_Aim of the task:_
Starting at the line that contains "of the pool" and ending with the final line of the records, write those lines out as a numbered list, skipping any blank lines.

---------- Entries provided

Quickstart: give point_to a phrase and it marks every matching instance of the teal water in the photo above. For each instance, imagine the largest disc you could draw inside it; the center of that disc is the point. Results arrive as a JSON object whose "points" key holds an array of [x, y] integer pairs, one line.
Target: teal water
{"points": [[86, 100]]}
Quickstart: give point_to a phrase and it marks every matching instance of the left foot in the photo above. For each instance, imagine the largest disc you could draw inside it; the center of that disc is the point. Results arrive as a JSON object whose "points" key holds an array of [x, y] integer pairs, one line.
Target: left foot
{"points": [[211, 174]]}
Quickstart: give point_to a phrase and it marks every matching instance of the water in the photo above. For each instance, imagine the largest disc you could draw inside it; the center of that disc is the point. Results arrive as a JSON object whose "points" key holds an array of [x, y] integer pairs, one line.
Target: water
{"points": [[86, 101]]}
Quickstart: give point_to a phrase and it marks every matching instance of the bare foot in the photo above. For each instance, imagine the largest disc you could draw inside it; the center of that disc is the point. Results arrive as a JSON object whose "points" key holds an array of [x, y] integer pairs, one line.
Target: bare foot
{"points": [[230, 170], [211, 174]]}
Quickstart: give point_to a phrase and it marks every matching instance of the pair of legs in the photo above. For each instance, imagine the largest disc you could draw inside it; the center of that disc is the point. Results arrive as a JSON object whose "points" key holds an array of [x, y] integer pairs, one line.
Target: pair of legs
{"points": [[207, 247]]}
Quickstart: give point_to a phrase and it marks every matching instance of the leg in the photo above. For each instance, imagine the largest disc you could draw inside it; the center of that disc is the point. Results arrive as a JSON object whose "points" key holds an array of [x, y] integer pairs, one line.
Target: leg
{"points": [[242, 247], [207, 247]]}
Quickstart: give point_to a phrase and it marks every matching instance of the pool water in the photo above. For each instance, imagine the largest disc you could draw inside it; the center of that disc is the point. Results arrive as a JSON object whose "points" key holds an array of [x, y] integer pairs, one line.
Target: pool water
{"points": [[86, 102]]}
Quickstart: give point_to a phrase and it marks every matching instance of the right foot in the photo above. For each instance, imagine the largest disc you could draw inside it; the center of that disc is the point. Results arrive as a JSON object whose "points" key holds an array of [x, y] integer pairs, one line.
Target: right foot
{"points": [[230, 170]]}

--------------------

_Exercise answer:_
1. Quickstart: give point_to a phrase and it marks every matching instance of the pool water in the photo above. For each instance, imagine the largest disc you could draw inside it; the center of that disc is the point. Results arrive as a JSON object whose "points" key holds an array of [x, y] integer pairs, one line.
2. Target: pool water
3. {"points": [[86, 102]]}
4. Quickstart: give point_to a phrase and it marks every matching instance of the right foot in the photo above. For each instance, imagine the largest disc you could draw inside it; the center of that disc is the point. Results arrive as a JSON object whose "points" key holds an array of [x, y] integer pairs, one line.
5. Target: right foot
6. {"points": [[230, 170]]}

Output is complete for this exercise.